● Problem requirements
Every entry below, first to last, should be restated word for word.

○ ○ ○ ○

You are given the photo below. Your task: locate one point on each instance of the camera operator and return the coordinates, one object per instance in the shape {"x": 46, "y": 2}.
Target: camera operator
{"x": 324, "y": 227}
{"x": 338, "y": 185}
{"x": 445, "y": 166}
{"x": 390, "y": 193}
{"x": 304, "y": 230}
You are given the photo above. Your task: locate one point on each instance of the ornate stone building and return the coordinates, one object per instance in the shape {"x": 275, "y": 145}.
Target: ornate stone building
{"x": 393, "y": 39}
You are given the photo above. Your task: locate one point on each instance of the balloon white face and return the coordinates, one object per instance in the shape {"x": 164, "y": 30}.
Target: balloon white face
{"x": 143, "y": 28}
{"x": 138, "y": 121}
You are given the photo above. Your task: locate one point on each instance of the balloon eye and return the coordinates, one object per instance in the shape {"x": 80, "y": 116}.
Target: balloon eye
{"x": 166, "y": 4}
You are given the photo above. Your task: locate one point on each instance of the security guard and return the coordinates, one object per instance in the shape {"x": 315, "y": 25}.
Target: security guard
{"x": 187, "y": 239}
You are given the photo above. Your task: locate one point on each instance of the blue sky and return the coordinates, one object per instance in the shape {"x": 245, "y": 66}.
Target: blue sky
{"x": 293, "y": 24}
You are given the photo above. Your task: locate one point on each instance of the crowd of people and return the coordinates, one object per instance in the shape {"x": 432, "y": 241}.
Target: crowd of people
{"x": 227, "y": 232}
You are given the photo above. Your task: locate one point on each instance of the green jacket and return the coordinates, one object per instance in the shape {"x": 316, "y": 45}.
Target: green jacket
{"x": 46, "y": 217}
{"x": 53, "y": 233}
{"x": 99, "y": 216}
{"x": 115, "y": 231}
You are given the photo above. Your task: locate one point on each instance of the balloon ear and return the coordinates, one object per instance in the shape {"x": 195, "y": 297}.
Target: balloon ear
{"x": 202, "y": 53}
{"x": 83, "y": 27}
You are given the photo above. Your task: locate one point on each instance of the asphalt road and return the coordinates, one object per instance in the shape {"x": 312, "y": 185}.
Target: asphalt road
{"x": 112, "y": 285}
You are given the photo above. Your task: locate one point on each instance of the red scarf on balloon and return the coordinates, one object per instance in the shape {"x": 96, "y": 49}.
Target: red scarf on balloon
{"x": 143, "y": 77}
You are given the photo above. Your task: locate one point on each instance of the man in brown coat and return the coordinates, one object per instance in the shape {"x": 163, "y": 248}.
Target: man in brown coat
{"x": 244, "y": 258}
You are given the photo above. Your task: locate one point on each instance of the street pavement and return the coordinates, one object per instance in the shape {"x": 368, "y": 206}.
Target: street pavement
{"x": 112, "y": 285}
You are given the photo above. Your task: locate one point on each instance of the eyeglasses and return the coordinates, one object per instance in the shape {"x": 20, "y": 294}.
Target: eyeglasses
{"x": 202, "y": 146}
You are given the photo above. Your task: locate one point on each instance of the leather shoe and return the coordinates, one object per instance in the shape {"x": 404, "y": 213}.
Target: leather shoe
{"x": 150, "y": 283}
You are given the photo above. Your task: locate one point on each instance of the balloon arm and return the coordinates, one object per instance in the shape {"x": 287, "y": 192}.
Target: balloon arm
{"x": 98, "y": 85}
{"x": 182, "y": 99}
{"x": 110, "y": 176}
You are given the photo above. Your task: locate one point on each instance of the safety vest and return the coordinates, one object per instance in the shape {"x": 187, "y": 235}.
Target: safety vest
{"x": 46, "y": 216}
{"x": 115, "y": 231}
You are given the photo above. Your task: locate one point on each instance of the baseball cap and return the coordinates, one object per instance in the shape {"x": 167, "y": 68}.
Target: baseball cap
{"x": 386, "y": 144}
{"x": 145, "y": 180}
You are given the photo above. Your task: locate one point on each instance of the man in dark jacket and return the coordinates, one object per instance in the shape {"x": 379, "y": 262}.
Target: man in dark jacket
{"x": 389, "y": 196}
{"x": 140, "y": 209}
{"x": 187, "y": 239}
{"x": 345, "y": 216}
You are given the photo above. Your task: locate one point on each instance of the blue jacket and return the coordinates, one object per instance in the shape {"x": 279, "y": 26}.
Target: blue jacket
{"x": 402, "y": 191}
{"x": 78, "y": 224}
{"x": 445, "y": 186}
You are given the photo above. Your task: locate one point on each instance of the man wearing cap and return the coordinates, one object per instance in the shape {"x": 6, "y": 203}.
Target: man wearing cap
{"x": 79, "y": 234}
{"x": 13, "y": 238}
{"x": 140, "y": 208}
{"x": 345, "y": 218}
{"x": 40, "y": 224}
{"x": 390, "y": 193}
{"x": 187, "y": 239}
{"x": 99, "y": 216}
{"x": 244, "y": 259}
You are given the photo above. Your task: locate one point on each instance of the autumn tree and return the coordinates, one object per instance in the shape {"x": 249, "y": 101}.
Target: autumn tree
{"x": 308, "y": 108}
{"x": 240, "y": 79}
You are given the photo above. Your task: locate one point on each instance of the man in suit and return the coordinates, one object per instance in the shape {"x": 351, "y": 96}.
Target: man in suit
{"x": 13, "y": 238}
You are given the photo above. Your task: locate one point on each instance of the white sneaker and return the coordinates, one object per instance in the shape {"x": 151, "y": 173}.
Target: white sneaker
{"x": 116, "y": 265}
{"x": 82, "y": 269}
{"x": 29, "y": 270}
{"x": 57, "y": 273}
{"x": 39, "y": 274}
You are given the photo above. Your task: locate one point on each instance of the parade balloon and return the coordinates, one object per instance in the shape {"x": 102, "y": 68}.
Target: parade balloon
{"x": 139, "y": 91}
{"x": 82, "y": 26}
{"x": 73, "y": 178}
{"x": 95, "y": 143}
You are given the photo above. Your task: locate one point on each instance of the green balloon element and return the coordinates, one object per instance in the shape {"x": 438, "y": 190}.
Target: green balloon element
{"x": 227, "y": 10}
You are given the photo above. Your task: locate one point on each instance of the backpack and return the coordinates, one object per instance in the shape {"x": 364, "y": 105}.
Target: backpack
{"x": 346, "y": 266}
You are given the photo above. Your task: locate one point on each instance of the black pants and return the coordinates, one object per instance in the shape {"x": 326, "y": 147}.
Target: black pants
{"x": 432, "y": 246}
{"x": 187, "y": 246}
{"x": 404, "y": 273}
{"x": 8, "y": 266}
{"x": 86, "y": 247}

○ ○ ○ ○

● Task output
You are given the photo below. Your task: locate one point on each instance of the camera operator and return the coordinates, one object per instance in the shape {"x": 46, "y": 2}.
Target: camera operator
{"x": 324, "y": 227}
{"x": 338, "y": 185}
{"x": 445, "y": 166}
{"x": 390, "y": 193}
{"x": 304, "y": 230}
You are given the photo above. Your task: locate one point on each instance of the ornate stone building and return the coordinates, one object per instance in the shape {"x": 275, "y": 145}.
Target: ornate stone building
{"x": 393, "y": 39}
You are given the photo above. Your task: locate one point on each instance of the balloon white face and return the coordinates, one object per instance in the shape {"x": 164, "y": 30}.
Target: balloon white face
{"x": 143, "y": 28}
{"x": 138, "y": 121}
You are given the photo above. Your task: locate one point on each instance of the balloon eye and return the coordinates, one object per instance in the shape {"x": 80, "y": 116}.
Target: balloon eye
{"x": 166, "y": 4}
You are given the photo above. Your task: locate one point on each instance of the security guard and return the coordinates, one object per instance in the shape {"x": 315, "y": 25}.
Target: security guard
{"x": 187, "y": 239}
You are given the photo above. Your task: locate one point on each instance of the blue sky and return the coordinates, one object per instance in the shape {"x": 245, "y": 66}.
Target: blue sky
{"x": 293, "y": 24}
You are given the photo above. Your task: locate one point on each instance of the crowd of people and return the coordinates, one object per instance in the shape {"x": 432, "y": 241}.
Target: crowd of people
{"x": 227, "y": 232}
You are given the photo above. Your task: locate one point on each instance of the green jacket and return the coordinates, one object per instance in the shape {"x": 316, "y": 45}.
Target: green jacket
{"x": 46, "y": 217}
{"x": 53, "y": 233}
{"x": 99, "y": 216}
{"x": 115, "y": 231}
You are given the photo above. Your task: locate one point on each instance of the balloon ear and return the coordinates, one object per instance in the shape {"x": 195, "y": 297}.
Target: balloon ear
{"x": 202, "y": 53}
{"x": 83, "y": 27}
You are given the photo above. Your task: locate one point on each instance of the asphalt road and return the coordinates, one object per instance in the shape {"x": 312, "y": 185}.
Target: asphalt road
{"x": 112, "y": 285}
You are given the photo above. Your task: locate one point on each instance of the red scarf on balloon and return the coordinates, one object per instance in the shape {"x": 96, "y": 49}.
Target: red scarf on balloon
{"x": 143, "y": 77}
You are given the photo above. Your task: locate one point on each instance of the man in brown coat and return the coordinates, one object per instance in the shape {"x": 163, "y": 248}.
Target: man in brown coat
{"x": 244, "y": 258}
You are given the photo above. Your task: locate one point on each instance of the street pavement and return the coordinates, one object per instance in the shape {"x": 368, "y": 206}.
Target: street pavement
{"x": 112, "y": 285}
You are given the photo above. Your task: locate one point on each instance of the eyeglasses and return the coordinates, one object per instance in the shape {"x": 20, "y": 294}.
Target: eyeglasses
{"x": 202, "y": 146}
You are given the photo above. Your task: locate one point on each instance of the leather shoe and return the coordinates, one object per instance in the shape {"x": 404, "y": 213}.
Target: leather shoe
{"x": 150, "y": 283}
You are given the photo above. Your task: locate one point on each instance of the balloon arm and return the coordinates, one object per instance in the shape {"x": 287, "y": 192}.
Target: balloon arm
{"x": 98, "y": 85}
{"x": 182, "y": 99}
{"x": 110, "y": 176}
You are given the photo above. Your task: locate one point on each instance of the safety vest and return the coordinates, one object per instance in the shape {"x": 187, "y": 235}.
Target: safety vest
{"x": 46, "y": 216}
{"x": 115, "y": 231}
You are given the photo above. Your task: locate one point on each instance of the baseball cap and return the coordinates, one object per instance in the shape {"x": 167, "y": 68}.
Target: baseball cap
{"x": 386, "y": 144}
{"x": 145, "y": 180}
You are given the photo above. Your task: locate one point on each instance of the man in dark jacket and return the coordinates, one object per instance in the shape {"x": 379, "y": 262}.
Target: man in dark jacket
{"x": 389, "y": 196}
{"x": 140, "y": 209}
{"x": 187, "y": 239}
{"x": 345, "y": 216}
You are given the photo above. Your task: locate one point on each instance of the blue jacket and return the coordinates, one object per instance in the shape {"x": 279, "y": 26}.
Target: blue jacket
{"x": 402, "y": 191}
{"x": 78, "y": 224}
{"x": 445, "y": 186}
You are given the photo above. Your task: locate one point on each instance of the man wearing cap and return the coordinates, one object per instance in the shape {"x": 6, "y": 203}.
Target: man wearing cap
{"x": 79, "y": 234}
{"x": 13, "y": 238}
{"x": 140, "y": 208}
{"x": 345, "y": 218}
{"x": 40, "y": 224}
{"x": 390, "y": 193}
{"x": 187, "y": 239}
{"x": 99, "y": 216}
{"x": 244, "y": 259}
You are given the photo above. Your task: locate one point on each instance of the autumn tree and return the coordinates, one object per instance in the shape {"x": 249, "y": 101}.
Target: autumn tree
{"x": 308, "y": 108}
{"x": 240, "y": 79}
You are given the photo above. Your task: locate one point on each instance of the man in suit and return the coordinates, one object per instance in the shape {"x": 351, "y": 96}.
Target: man in suit
{"x": 13, "y": 238}
You are given the photo above. Your task: locate one point on each instance of the white sneaker and return the coordinates, one object per instance in the shape {"x": 151, "y": 173}.
Target: white sneaker
{"x": 116, "y": 265}
{"x": 82, "y": 269}
{"x": 29, "y": 270}
{"x": 57, "y": 273}
{"x": 39, "y": 274}
You are given the photo above. Your task: locate one point on each instance of the parade balloon and return the coordinates, one object per instance in the shape {"x": 102, "y": 68}.
Target: parade balloon
{"x": 139, "y": 91}
{"x": 82, "y": 26}
{"x": 73, "y": 178}
{"x": 95, "y": 143}
You are given the photo above. Your task: locate one point on each instance of the green balloon element and return the coordinates, one object per instance in the shape {"x": 438, "y": 190}.
Target: green balloon element
{"x": 227, "y": 10}
You are given the photo above. Your task: locate one point on each instance of the backpack and return the coordinates, one object per instance in the shape {"x": 364, "y": 105}.
Target: backpack
{"x": 346, "y": 266}
You are given the photo above. Your task: locate one point on each instance of the black pants and return the coordinates, one object per instance in the shape {"x": 326, "y": 147}.
Target: black pants
{"x": 432, "y": 246}
{"x": 187, "y": 246}
{"x": 404, "y": 273}
{"x": 8, "y": 266}
{"x": 86, "y": 247}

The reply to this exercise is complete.